● **Поставленная задача A**: Назовите все категории ведущих специалистов мира, перечисленные в тексте о работе в управлении анализа ГРУ.

● **Исходный текст**:

________

Меня же к оперативной работе за рубежом допускать не собирались. Планировали окончательно оставить в центральном аппарате. Назначили начальником управления анализа. Вручили кожаную папку с выведенными на ней золотом тремя словами «Главное разведывательное управление». Ее через день я должен был носить с подготовленными материалами на ознакомление начальнику ГРУ. День докладывал я, другой – один из назначаемых мной сотрудников управления. И так каждую неделю, каждый месяц, каждый год. Вплоть до ухода в отставку в 1981 году.

К информационно-аналитической работе в ГРУ многие относились пренебрежительно. Чаще всего к ней привлекались «невыездные» офицеры. Аналитики оперативной работой не занимались. Проводили время в режиме кабинетного затворничества, что никак не соответствовало традиционным представлениям о службе военного разведчика. Да и вообще мало кто из сотрудников управления анализа имел личный опыт работы «в поле».

Для меня, проведшего восемь лет за кардоном, на оперативной работе в резидентурах ГРУ, такой переход был равносилен тому, что профессионального гонщика пересадили со скоростной машины в инвалидную коляску.

Утешало то, что, работая в управлении анализа, я имел дело с интересными материалами из секретных и конфиденциальных источников, тем самым получая возможность знакомиться с оценкой, прогнозами и предложениями ведущих специалистов мира: военных, дипломатов, политиков, экспертов в различных областях знаний.

В 60-е и 70-е годы далеко не все усилия советской разведки были направлены лишь на противоборство с США и странами Североатлантического блока. Огромное место в военнополитических заботах СССР отводилось тогда странам так называемого «третьего мира». Они практически за бесценок получали советское оружие, крупные займы, экономическую помощь.

________

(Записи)

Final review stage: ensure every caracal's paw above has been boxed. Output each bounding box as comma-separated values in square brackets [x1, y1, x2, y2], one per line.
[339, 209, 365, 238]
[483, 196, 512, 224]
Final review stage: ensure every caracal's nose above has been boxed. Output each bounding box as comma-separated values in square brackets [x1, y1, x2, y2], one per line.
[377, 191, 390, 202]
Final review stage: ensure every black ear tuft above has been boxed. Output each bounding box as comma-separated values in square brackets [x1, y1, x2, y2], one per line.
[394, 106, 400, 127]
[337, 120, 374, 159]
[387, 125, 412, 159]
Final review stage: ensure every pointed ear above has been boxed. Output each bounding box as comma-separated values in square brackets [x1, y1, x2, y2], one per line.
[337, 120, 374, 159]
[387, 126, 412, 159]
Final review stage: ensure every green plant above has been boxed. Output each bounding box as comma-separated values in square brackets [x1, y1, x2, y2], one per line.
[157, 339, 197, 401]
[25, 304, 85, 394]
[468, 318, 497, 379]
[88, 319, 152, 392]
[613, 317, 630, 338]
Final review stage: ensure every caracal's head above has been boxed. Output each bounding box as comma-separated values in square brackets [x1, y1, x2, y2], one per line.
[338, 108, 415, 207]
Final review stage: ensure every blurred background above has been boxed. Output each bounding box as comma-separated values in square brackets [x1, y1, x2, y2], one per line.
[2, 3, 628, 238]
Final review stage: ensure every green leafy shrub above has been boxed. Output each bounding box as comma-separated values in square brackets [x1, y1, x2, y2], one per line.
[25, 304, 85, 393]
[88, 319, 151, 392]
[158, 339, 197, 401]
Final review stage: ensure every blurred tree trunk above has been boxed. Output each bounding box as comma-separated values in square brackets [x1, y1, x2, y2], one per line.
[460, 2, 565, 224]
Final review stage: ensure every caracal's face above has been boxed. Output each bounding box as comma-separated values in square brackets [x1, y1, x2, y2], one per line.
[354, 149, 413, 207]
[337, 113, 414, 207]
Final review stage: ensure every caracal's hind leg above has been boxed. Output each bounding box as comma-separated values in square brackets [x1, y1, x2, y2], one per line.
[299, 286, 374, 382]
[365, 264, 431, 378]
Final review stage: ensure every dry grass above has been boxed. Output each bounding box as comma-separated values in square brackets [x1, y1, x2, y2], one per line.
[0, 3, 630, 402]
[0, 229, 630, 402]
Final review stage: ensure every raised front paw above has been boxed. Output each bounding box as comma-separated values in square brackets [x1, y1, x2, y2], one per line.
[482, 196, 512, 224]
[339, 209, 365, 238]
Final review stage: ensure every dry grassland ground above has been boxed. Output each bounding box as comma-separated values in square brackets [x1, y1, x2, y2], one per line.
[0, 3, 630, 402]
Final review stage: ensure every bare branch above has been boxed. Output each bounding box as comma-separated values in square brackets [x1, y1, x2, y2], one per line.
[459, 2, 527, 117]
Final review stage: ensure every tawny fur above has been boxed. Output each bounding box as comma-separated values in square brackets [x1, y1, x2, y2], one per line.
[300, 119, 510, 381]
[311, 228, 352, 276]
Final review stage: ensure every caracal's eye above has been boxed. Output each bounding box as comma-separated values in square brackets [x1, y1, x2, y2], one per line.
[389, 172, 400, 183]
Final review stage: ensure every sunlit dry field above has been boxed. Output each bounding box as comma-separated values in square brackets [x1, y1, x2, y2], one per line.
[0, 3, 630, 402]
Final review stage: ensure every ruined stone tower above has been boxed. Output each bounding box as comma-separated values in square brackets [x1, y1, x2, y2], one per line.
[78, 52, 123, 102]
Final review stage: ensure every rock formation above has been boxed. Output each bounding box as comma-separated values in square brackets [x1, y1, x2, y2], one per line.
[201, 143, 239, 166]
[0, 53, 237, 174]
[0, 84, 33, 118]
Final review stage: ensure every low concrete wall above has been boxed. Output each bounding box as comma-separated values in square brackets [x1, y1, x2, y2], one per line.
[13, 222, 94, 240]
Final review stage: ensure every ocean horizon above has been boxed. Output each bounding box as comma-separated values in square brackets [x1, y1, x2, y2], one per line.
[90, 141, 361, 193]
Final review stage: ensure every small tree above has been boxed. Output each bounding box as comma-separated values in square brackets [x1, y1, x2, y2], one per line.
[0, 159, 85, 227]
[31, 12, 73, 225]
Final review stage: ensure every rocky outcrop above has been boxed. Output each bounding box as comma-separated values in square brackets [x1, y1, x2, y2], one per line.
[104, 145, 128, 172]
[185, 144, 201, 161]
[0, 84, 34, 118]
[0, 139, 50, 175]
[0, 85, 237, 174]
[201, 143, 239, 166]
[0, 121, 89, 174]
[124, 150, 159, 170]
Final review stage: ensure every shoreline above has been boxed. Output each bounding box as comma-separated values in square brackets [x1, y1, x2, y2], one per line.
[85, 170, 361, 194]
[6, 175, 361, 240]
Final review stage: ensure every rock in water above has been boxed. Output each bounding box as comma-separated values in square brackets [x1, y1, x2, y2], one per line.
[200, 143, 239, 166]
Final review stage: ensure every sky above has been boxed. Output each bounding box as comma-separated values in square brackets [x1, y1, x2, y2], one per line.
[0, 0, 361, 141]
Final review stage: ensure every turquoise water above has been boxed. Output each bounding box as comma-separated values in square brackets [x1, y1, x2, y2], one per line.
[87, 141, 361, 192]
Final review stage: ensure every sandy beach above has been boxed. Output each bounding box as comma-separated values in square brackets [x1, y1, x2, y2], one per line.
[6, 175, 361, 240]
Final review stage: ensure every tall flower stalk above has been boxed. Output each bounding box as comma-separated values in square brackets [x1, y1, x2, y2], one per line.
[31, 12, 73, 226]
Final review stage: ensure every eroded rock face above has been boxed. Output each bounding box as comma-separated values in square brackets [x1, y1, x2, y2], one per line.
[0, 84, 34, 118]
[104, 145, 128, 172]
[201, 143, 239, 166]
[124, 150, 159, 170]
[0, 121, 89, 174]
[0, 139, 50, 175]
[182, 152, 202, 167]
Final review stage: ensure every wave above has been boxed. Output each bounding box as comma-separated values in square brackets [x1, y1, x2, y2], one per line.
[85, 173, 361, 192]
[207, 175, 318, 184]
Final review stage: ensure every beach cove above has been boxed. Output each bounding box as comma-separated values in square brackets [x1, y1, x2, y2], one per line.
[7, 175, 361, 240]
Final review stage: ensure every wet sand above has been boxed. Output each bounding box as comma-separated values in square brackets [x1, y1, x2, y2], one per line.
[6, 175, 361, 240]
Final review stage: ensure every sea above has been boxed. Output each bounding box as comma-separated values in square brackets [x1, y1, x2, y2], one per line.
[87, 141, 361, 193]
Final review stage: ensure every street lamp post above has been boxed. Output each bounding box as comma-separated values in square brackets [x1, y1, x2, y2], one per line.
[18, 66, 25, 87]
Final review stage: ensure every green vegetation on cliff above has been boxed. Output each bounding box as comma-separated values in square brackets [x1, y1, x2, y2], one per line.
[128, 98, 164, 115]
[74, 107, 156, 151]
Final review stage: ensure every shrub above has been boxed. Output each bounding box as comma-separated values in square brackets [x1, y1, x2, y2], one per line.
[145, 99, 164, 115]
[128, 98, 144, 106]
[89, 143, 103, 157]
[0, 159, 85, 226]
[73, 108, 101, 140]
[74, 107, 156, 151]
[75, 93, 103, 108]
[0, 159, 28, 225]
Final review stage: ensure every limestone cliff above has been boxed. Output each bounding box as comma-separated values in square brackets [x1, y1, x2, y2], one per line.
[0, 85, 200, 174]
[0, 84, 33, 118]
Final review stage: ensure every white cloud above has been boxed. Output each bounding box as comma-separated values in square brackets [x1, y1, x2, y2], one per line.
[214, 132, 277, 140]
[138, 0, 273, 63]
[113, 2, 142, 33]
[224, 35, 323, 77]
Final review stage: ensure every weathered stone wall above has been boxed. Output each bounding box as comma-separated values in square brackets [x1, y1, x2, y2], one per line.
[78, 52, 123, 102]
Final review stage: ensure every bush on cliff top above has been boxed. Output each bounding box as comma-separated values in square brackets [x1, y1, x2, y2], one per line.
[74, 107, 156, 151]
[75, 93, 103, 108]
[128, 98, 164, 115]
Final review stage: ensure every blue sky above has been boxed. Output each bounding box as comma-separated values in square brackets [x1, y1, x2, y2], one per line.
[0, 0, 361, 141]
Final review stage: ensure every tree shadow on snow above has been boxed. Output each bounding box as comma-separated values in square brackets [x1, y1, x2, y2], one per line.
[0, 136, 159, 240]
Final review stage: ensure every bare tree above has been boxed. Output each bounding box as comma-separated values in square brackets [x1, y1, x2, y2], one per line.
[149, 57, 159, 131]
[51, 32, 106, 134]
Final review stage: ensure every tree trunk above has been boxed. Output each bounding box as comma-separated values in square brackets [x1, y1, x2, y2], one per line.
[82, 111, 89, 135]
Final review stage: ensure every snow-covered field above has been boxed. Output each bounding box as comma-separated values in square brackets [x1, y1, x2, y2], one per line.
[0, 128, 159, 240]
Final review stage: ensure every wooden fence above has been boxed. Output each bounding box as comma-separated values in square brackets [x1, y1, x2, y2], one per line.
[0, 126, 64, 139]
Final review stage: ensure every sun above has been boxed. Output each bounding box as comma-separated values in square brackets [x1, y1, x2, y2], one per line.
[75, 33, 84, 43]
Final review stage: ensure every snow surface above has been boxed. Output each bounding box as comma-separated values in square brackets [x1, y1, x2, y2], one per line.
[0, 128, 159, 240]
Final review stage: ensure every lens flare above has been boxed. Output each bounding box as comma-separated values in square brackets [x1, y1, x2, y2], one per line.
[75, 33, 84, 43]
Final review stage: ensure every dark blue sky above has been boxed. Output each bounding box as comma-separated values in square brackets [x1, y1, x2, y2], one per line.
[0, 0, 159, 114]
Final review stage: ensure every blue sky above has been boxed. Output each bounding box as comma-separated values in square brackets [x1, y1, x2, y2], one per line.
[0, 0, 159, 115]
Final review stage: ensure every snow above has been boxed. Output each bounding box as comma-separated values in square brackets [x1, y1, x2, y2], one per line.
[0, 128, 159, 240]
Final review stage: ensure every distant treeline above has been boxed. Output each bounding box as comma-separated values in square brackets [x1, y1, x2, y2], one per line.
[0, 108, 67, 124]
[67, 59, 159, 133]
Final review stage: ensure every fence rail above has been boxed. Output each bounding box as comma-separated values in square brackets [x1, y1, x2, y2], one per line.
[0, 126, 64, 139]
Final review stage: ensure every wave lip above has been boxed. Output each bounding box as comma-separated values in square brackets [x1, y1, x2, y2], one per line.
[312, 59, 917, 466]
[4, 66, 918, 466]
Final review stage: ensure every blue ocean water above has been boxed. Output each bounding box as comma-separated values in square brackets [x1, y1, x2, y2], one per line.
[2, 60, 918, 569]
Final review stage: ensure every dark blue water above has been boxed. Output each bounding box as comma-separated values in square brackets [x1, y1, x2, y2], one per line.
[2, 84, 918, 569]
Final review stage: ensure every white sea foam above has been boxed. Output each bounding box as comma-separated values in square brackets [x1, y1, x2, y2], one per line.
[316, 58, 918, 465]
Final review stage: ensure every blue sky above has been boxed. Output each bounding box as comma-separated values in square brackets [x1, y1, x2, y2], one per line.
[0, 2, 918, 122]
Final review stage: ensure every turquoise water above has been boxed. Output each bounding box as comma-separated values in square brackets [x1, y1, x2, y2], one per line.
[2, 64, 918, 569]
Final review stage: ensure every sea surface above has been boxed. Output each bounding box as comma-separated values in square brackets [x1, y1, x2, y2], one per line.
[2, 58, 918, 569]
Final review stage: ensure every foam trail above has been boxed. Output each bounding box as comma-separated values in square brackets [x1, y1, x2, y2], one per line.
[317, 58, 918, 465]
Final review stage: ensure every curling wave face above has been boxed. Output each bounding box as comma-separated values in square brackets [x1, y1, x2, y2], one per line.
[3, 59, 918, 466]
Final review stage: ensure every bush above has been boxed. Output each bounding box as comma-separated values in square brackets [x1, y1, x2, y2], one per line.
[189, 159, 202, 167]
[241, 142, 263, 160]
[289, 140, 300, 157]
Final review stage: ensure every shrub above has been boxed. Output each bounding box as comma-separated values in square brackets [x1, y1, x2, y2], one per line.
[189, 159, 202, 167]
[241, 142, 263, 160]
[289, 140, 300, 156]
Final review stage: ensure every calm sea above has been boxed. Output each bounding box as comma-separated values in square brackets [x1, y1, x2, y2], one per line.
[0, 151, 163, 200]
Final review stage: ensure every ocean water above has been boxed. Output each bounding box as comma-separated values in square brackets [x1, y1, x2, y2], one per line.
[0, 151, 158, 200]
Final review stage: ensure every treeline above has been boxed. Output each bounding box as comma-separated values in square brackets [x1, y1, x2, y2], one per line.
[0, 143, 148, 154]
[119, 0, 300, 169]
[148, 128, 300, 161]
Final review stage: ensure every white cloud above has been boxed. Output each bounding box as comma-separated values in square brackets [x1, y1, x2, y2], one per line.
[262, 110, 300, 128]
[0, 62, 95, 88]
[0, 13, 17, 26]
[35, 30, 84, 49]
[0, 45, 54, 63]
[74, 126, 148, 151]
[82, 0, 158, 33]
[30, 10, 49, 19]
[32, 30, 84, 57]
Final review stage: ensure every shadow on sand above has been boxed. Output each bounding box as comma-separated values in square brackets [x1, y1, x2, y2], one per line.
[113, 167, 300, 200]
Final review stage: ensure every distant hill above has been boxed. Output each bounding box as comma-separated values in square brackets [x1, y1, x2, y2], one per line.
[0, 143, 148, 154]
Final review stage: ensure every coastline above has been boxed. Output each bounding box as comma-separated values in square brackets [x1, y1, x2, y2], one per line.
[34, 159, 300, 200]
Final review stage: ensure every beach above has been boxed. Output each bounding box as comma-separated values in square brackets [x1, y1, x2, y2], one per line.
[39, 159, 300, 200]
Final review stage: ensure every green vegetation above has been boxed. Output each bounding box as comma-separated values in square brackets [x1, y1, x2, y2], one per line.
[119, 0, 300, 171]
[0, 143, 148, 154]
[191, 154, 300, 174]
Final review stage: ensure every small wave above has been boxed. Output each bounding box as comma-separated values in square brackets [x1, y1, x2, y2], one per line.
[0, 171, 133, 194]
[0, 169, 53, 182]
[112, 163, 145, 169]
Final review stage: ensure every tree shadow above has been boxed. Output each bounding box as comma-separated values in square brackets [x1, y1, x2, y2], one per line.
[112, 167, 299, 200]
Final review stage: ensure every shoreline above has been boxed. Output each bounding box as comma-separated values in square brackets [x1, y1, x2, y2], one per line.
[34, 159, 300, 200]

________

● **Поставленная задача B**: Пожалуйста, прибавьте 25 к каждой координате рамок в ответах и выпишите заново строки блока «Записи» от строки с «Final review stage: ensure every snow surface» до строки с «[0, 0, 159, 115]» включительно, вместе с запросами.

● **Правильный ответ A**: Военные, дипломаты, политики, эксперты в различных областях знаний.

● **Правильный ответ B**:
Final review stage: ensure every snow surface above has been boxed. Output each bounding box as comma-separated values in square brackets [x1, y1, x2, y2], one per line.
[25, 153, 184, 265]
Final review stage: ensure every lens flare above has been boxed. Output each bounding box as comma-separated values in square brackets [x1, y1, x2, y2], one per line.
[100, 58, 109, 68]
Final review stage: ensure every dark blue sky above has been boxed. Output each bounding box as comma-separated values in square brackets [x1, y1, x2, y2], one per line.
[25, 25, 184, 139]
Final review stage: ensure every blue sky above has been boxed. Output each bounding box as comma-separated values in square brackets [x1, y1, x2, y2], one per line.
[25, 25, 184, 140]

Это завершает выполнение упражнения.